> _REQUIRED WORK_: Please select every line of the rows below that contains the word "orange" and copy those lines. Case counts.

(Source data)
*****

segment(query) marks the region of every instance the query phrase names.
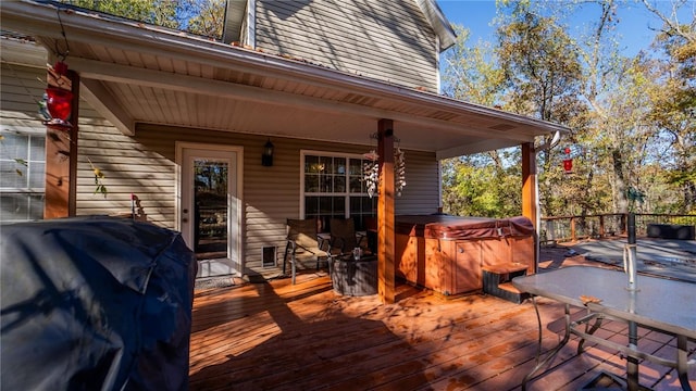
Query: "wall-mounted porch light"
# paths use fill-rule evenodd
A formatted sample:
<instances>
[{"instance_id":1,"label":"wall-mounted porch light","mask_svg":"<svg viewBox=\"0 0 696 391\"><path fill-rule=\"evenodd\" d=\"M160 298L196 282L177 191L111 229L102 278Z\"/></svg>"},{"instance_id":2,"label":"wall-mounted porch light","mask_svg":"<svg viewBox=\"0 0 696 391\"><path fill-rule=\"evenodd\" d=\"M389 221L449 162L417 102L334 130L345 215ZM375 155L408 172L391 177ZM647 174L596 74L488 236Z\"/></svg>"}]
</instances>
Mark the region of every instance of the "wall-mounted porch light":
<instances>
[{"instance_id":1,"label":"wall-mounted porch light","mask_svg":"<svg viewBox=\"0 0 696 391\"><path fill-rule=\"evenodd\" d=\"M261 154L261 165L270 167L273 165L273 142L271 139L263 146L263 154Z\"/></svg>"}]
</instances>

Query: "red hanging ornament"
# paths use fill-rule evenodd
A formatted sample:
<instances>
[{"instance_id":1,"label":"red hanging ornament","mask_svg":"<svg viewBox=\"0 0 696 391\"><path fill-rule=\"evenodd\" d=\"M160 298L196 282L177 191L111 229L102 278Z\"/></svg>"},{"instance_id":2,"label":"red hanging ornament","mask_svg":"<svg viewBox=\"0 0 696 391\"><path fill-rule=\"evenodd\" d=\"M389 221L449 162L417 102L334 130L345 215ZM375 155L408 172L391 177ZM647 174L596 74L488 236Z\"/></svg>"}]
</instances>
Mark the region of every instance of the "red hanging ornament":
<instances>
[{"instance_id":1,"label":"red hanging ornament","mask_svg":"<svg viewBox=\"0 0 696 391\"><path fill-rule=\"evenodd\" d=\"M566 174L571 174L573 172L573 160L570 157L570 148L566 147L563 152L566 152L566 159L563 159L563 171Z\"/></svg>"},{"instance_id":2,"label":"red hanging ornament","mask_svg":"<svg viewBox=\"0 0 696 391\"><path fill-rule=\"evenodd\" d=\"M73 111L73 92L58 87L49 87L46 89L46 96L48 97L46 108L51 114L51 119L47 122L47 125L71 127L67 119Z\"/></svg>"},{"instance_id":3,"label":"red hanging ornament","mask_svg":"<svg viewBox=\"0 0 696 391\"><path fill-rule=\"evenodd\" d=\"M59 60L53 64L53 72L57 79L67 74L67 64ZM46 125L69 128L69 122L73 111L73 92L60 87L49 87L46 89L46 109L51 118L45 122Z\"/></svg>"}]
</instances>

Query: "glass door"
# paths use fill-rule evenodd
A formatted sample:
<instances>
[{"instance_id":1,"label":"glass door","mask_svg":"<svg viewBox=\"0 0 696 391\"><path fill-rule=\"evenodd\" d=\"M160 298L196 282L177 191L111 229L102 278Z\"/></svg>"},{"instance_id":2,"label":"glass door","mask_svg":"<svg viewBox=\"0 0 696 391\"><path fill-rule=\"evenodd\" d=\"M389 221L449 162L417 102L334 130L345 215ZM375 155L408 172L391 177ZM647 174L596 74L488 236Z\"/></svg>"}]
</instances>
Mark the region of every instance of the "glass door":
<instances>
[{"instance_id":1,"label":"glass door","mask_svg":"<svg viewBox=\"0 0 696 391\"><path fill-rule=\"evenodd\" d=\"M236 152L183 149L181 226L197 277L240 272L235 162Z\"/></svg>"}]
</instances>

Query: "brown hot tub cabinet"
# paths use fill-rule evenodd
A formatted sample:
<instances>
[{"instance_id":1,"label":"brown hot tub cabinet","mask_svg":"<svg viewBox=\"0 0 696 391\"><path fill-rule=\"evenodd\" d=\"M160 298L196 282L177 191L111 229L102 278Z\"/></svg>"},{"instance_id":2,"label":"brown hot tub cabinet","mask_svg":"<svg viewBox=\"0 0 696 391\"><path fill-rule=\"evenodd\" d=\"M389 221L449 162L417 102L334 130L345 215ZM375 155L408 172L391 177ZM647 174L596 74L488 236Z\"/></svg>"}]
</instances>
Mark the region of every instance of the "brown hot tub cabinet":
<instances>
[{"instance_id":1,"label":"brown hot tub cabinet","mask_svg":"<svg viewBox=\"0 0 696 391\"><path fill-rule=\"evenodd\" d=\"M481 290L485 267L522 264L534 274L534 238L526 217L397 216L397 276L445 295Z\"/></svg>"}]
</instances>

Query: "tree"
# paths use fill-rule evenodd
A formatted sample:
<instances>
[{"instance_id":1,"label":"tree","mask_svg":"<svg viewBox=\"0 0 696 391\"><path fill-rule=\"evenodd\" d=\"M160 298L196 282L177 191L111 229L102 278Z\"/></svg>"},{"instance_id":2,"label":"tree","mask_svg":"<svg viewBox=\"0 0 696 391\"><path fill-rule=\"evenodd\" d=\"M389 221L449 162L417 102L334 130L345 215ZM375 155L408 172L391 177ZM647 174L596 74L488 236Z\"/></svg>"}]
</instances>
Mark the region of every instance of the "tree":
<instances>
[{"instance_id":1,"label":"tree","mask_svg":"<svg viewBox=\"0 0 696 391\"><path fill-rule=\"evenodd\" d=\"M497 21L496 50L505 72L504 108L544 121L577 125L575 118L585 113L584 103L577 99L583 70L572 39L552 16L542 16L529 2L512 3L507 10ZM550 142L551 137L543 142ZM543 151L538 166L542 210L550 215L558 215L568 206L556 201L562 192L554 184L562 174L555 154Z\"/></svg>"},{"instance_id":2,"label":"tree","mask_svg":"<svg viewBox=\"0 0 696 391\"><path fill-rule=\"evenodd\" d=\"M189 0L194 16L188 21L187 30L216 39L222 38L225 25L227 0Z\"/></svg>"},{"instance_id":3,"label":"tree","mask_svg":"<svg viewBox=\"0 0 696 391\"><path fill-rule=\"evenodd\" d=\"M682 24L676 10L685 1L674 2L669 16L643 3L662 22L654 47L664 54L643 62L646 78L657 81L648 89L649 119L670 139L674 156L666 180L681 190L679 212L696 213L696 11Z\"/></svg>"}]
</instances>

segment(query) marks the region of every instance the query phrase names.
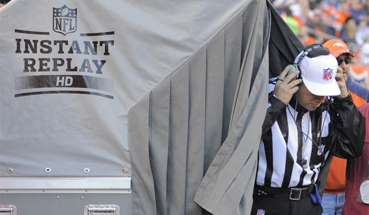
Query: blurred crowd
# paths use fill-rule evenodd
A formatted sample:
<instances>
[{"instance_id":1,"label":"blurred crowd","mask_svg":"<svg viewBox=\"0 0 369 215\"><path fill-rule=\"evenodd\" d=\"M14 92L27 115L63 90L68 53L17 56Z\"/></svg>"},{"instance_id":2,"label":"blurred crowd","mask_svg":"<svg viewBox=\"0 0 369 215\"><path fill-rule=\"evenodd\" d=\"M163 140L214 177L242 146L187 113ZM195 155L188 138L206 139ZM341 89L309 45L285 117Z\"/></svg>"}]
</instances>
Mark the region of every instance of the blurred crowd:
<instances>
[{"instance_id":1,"label":"blurred crowd","mask_svg":"<svg viewBox=\"0 0 369 215\"><path fill-rule=\"evenodd\" d=\"M369 65L369 0L274 0L274 7L305 45L339 39Z\"/></svg>"}]
</instances>

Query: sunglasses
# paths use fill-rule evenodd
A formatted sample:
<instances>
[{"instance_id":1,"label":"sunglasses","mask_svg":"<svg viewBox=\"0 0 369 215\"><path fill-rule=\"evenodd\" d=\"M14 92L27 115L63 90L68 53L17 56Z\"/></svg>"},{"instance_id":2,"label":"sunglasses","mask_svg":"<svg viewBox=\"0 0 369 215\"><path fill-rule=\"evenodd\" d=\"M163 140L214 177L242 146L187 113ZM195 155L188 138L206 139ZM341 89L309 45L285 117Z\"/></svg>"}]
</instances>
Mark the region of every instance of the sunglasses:
<instances>
[{"instance_id":1,"label":"sunglasses","mask_svg":"<svg viewBox=\"0 0 369 215\"><path fill-rule=\"evenodd\" d=\"M346 64L348 64L351 63L351 58L347 58L344 59L341 59L341 58L336 58L336 59L337 59L337 62L338 63L338 65L341 65L341 63L342 63L344 61L345 61L345 63L346 63Z\"/></svg>"}]
</instances>

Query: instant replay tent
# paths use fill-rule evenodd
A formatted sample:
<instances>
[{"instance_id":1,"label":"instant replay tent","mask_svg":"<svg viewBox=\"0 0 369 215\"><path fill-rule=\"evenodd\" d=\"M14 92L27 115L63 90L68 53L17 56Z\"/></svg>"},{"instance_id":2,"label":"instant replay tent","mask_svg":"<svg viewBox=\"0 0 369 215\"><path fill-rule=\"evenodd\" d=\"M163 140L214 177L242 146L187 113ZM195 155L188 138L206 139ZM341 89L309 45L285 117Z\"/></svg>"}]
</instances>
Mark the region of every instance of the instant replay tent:
<instances>
[{"instance_id":1,"label":"instant replay tent","mask_svg":"<svg viewBox=\"0 0 369 215\"><path fill-rule=\"evenodd\" d=\"M0 34L0 214L249 214L303 47L269 1L12 0Z\"/></svg>"}]
</instances>

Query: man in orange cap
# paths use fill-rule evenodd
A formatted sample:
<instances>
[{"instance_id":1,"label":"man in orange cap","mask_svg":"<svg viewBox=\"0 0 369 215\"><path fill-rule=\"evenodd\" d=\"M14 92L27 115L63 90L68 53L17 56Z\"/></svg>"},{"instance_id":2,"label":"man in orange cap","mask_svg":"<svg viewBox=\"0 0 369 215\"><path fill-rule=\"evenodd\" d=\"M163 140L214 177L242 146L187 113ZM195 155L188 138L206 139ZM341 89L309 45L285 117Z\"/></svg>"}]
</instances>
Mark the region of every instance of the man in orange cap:
<instances>
[{"instance_id":1,"label":"man in orange cap","mask_svg":"<svg viewBox=\"0 0 369 215\"><path fill-rule=\"evenodd\" d=\"M354 55L347 45L339 39L328 40L323 45L336 58L338 66L342 68L347 89L354 103L359 106L367 103L369 101L369 90L353 81L349 76L351 57ZM323 215L341 214L345 200L346 167L346 159L333 157L323 196Z\"/></svg>"}]
</instances>

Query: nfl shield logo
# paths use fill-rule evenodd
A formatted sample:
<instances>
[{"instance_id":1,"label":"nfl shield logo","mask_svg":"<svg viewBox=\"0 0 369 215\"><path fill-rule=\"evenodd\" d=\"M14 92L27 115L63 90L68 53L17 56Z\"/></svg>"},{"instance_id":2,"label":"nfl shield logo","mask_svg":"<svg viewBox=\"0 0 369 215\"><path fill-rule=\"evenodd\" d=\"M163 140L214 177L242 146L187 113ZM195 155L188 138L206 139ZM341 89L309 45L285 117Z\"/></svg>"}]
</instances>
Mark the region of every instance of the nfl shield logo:
<instances>
[{"instance_id":1,"label":"nfl shield logo","mask_svg":"<svg viewBox=\"0 0 369 215\"><path fill-rule=\"evenodd\" d=\"M52 8L52 29L54 31L65 36L77 30L77 8L72 9L65 4L59 8Z\"/></svg>"},{"instance_id":2,"label":"nfl shield logo","mask_svg":"<svg viewBox=\"0 0 369 215\"><path fill-rule=\"evenodd\" d=\"M333 70L331 69L325 69L323 70L323 79L326 81L329 81L332 78L333 74Z\"/></svg>"},{"instance_id":3,"label":"nfl shield logo","mask_svg":"<svg viewBox=\"0 0 369 215\"><path fill-rule=\"evenodd\" d=\"M256 215L264 215L265 214L265 211L262 209L258 209L258 213Z\"/></svg>"}]
</instances>

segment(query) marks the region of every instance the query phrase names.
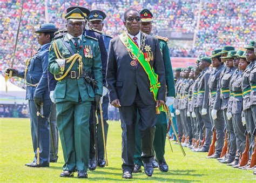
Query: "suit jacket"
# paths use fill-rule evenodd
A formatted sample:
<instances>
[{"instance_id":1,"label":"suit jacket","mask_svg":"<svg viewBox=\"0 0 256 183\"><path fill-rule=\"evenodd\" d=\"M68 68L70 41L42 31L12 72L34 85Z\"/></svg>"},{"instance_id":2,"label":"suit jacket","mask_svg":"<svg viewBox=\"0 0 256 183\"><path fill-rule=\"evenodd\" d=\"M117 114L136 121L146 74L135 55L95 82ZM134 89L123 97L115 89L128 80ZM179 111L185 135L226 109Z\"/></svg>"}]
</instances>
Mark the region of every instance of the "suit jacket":
<instances>
[{"instance_id":1,"label":"suit jacket","mask_svg":"<svg viewBox=\"0 0 256 183\"><path fill-rule=\"evenodd\" d=\"M56 39L59 50L62 51L63 44L60 39ZM71 40L69 40L68 36L64 37L64 41L70 45L72 49L75 49ZM93 58L86 58L84 54L83 46L84 49L85 45L91 46L93 52ZM49 64L48 69L53 74L59 74L60 69L57 62L56 55L52 46L49 53ZM99 49L98 42L93 38L82 36L82 40L79 43L78 51L79 54L82 56L83 70L83 72L87 72L93 76L97 82L97 87L95 89L92 88L91 84L85 81L84 78L79 79L70 78L64 78L63 79L57 82L56 87L54 91L54 98L56 103L58 102L72 101L78 102L80 96L82 101L93 101L95 94L102 95L102 62L100 60L100 53ZM72 56L68 48L64 46L64 54L65 58L69 58ZM72 62L66 63L64 73L69 67ZM70 71L78 72L78 62L76 61L74 65ZM77 77L78 76L76 76Z\"/></svg>"},{"instance_id":2,"label":"suit jacket","mask_svg":"<svg viewBox=\"0 0 256 183\"><path fill-rule=\"evenodd\" d=\"M145 35L145 45L146 45L151 48L154 57L153 60L149 62L150 66L158 75L158 81L161 83L157 99L165 101L165 70L158 40L154 37ZM143 52L145 52L145 50ZM122 106L130 106L133 103L138 90L143 103L147 105L153 105L156 101L153 93L150 91L151 86L147 74L140 64L137 69L131 65L132 60L120 38L111 39L106 73L110 101L118 99Z\"/></svg>"},{"instance_id":3,"label":"suit jacket","mask_svg":"<svg viewBox=\"0 0 256 183\"><path fill-rule=\"evenodd\" d=\"M36 87L27 86L26 100L33 100L33 97L43 99L49 99L47 79L47 67L50 43L42 45L32 57L26 72L26 82L35 84ZM18 71L18 77L24 78L24 71Z\"/></svg>"}]
</instances>

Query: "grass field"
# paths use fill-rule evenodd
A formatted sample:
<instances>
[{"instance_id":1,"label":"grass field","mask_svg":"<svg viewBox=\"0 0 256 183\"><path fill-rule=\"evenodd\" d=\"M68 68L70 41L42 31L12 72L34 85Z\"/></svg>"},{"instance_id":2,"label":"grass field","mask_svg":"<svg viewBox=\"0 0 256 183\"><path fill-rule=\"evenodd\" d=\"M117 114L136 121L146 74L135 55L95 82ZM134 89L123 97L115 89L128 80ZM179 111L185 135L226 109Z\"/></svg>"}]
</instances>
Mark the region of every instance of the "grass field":
<instances>
[{"instance_id":1,"label":"grass field","mask_svg":"<svg viewBox=\"0 0 256 183\"><path fill-rule=\"evenodd\" d=\"M33 157L29 119L0 118L0 181L18 182L113 182L129 181L122 179L121 128L120 122L110 121L107 140L109 166L88 171L89 179L62 178L63 158L61 148L57 163L48 168L30 168L24 166ZM178 145L172 142L173 152L166 143L165 159L169 171L154 169L152 177L144 173L133 174L138 182L255 182L252 171L233 168L214 159L205 158L206 153L185 150L184 157ZM59 144L60 147L60 144ZM77 174L75 174L77 177Z\"/></svg>"}]
</instances>

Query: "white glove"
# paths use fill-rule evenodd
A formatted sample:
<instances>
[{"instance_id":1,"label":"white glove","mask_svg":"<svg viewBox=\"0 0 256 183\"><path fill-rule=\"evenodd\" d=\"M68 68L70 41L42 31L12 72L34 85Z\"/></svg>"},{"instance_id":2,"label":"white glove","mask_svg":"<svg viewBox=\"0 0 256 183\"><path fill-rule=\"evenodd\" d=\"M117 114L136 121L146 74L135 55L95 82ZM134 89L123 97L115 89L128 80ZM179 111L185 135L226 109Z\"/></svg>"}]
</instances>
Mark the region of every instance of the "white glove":
<instances>
[{"instance_id":1,"label":"white glove","mask_svg":"<svg viewBox=\"0 0 256 183\"><path fill-rule=\"evenodd\" d=\"M201 113L202 115L206 115L207 114L207 109L203 108L202 111L201 111Z\"/></svg>"},{"instance_id":2,"label":"white glove","mask_svg":"<svg viewBox=\"0 0 256 183\"><path fill-rule=\"evenodd\" d=\"M167 97L166 102L165 103L165 105L167 105L167 107L170 107L173 104L174 101L174 98L173 97Z\"/></svg>"},{"instance_id":3,"label":"white glove","mask_svg":"<svg viewBox=\"0 0 256 183\"><path fill-rule=\"evenodd\" d=\"M179 115L180 114L180 111L178 109L177 109L176 111L175 111L175 113L176 114L176 115Z\"/></svg>"},{"instance_id":4,"label":"white glove","mask_svg":"<svg viewBox=\"0 0 256 183\"><path fill-rule=\"evenodd\" d=\"M107 89L106 87L103 86L103 92L102 92L102 97L100 97L100 104L102 104L102 103L103 103L103 97L105 96L107 93L108 91L109 91L109 90L107 90Z\"/></svg>"},{"instance_id":5,"label":"white glove","mask_svg":"<svg viewBox=\"0 0 256 183\"><path fill-rule=\"evenodd\" d=\"M173 118L175 117L174 113L173 113L172 112L171 112L171 116Z\"/></svg>"},{"instance_id":6,"label":"white glove","mask_svg":"<svg viewBox=\"0 0 256 183\"><path fill-rule=\"evenodd\" d=\"M212 114L212 117L213 118L213 119L217 119L217 110L215 109L213 109L212 110L212 112L211 112L211 114Z\"/></svg>"},{"instance_id":7,"label":"white glove","mask_svg":"<svg viewBox=\"0 0 256 183\"><path fill-rule=\"evenodd\" d=\"M242 126L245 126L246 124L246 120L245 117L242 117Z\"/></svg>"},{"instance_id":8,"label":"white glove","mask_svg":"<svg viewBox=\"0 0 256 183\"><path fill-rule=\"evenodd\" d=\"M232 114L230 112L227 112L227 119L228 120L230 120L230 119L231 119L231 118L232 117Z\"/></svg>"},{"instance_id":9,"label":"white glove","mask_svg":"<svg viewBox=\"0 0 256 183\"><path fill-rule=\"evenodd\" d=\"M54 103L54 97L53 97L54 90L50 91L50 98L51 101Z\"/></svg>"}]
</instances>

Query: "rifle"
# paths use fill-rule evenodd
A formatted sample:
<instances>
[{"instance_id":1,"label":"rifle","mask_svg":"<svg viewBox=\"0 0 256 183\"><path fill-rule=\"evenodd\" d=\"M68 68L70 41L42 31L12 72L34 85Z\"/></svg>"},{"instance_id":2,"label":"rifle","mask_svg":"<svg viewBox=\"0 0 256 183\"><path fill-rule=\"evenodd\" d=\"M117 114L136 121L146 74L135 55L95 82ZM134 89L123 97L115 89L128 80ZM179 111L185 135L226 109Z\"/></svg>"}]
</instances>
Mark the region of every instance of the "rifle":
<instances>
[{"instance_id":1,"label":"rifle","mask_svg":"<svg viewBox=\"0 0 256 183\"><path fill-rule=\"evenodd\" d=\"M172 121L172 116L171 115L171 112L170 112L170 109L167 106L165 106L165 108L167 109L167 117L169 118L169 120L171 121L171 124L172 125L172 130L173 130L175 137L176 137L176 140L177 140L178 144L179 144L179 146L180 146L180 149L181 150L182 153L183 153L183 155L185 157L186 155L186 153L185 152L185 151L183 149L183 147L182 147L181 144L180 144L180 141L179 141L177 133L176 132L176 131L175 130L174 125L173 125L173 123Z\"/></svg>"},{"instance_id":2,"label":"rifle","mask_svg":"<svg viewBox=\"0 0 256 183\"><path fill-rule=\"evenodd\" d=\"M220 154L220 158L223 157L226 153L227 150L227 133L226 131L225 133L225 142L224 145L222 148L221 154Z\"/></svg>"},{"instance_id":3,"label":"rifle","mask_svg":"<svg viewBox=\"0 0 256 183\"><path fill-rule=\"evenodd\" d=\"M250 168L252 168L256 165L256 136L254 137L254 151L252 154L252 158L251 159L251 164L250 165Z\"/></svg>"},{"instance_id":4,"label":"rifle","mask_svg":"<svg viewBox=\"0 0 256 183\"><path fill-rule=\"evenodd\" d=\"M213 154L215 152L215 143L216 143L217 138L216 138L216 130L215 129L213 130L213 134L212 134L212 144L210 146L209 148L209 152L208 152L207 156L210 156Z\"/></svg>"},{"instance_id":5,"label":"rifle","mask_svg":"<svg viewBox=\"0 0 256 183\"><path fill-rule=\"evenodd\" d=\"M245 146L245 149L242 154L242 158L241 159L239 167L246 165L249 161L249 156L248 155L249 153L249 134L247 133L246 135L246 145Z\"/></svg>"}]
</instances>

*****

> _REPLY TO THE TASK_:
Query: man in orange cap
[{"instance_id":1,"label":"man in orange cap","mask_svg":"<svg viewBox=\"0 0 369 215\"><path fill-rule=\"evenodd\" d=\"M14 92L27 115L63 90L68 53L17 56Z\"/></svg>"},{"instance_id":2,"label":"man in orange cap","mask_svg":"<svg viewBox=\"0 0 369 215\"><path fill-rule=\"evenodd\" d=\"M163 140L214 177L242 146L187 113ZM195 155L188 138L206 139ZM341 89L309 45L285 117Z\"/></svg>"}]
Mark the region of every instance of the man in orange cap:
[{"instance_id":1,"label":"man in orange cap","mask_svg":"<svg viewBox=\"0 0 369 215\"><path fill-rule=\"evenodd\" d=\"M354 55L347 45L339 39L328 40L323 45L336 58L338 66L342 68L347 89L354 103L359 106L367 103L369 101L369 90L353 81L349 76L351 57ZM323 215L341 214L345 200L346 167L346 159L333 157L323 196Z\"/></svg>"}]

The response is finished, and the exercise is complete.